WHAT IS NEEDED: Repeat the lines that follow, leaving nothing out.

-- START --

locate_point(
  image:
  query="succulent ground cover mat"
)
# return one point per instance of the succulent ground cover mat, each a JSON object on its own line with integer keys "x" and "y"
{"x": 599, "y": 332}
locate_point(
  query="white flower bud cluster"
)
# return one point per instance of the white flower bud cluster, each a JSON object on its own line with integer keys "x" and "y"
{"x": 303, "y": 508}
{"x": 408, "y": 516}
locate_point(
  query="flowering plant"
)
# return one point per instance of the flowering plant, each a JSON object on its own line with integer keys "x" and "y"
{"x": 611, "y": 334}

-- END --

FINISHED ANSWER:
locate_point(
  image:
  query="succulent ground cover mat"
)
# return one point per instance of the succulent ground cover mat, each a JSON object on its own line with integer keys "x" and "y"
{"x": 599, "y": 332}
locate_point(
  query="white flower bud cluster"
)
# return one point per instance of the white flower bud cluster, each a JSON object on its own line with integer keys "x" and "y"
{"x": 303, "y": 508}
{"x": 408, "y": 516}
locate_point(
  query="flowering plant"
)
# return one point per instance of the flowering plant, each a JSON object on its own line with integer keys "x" and "y"
{"x": 611, "y": 334}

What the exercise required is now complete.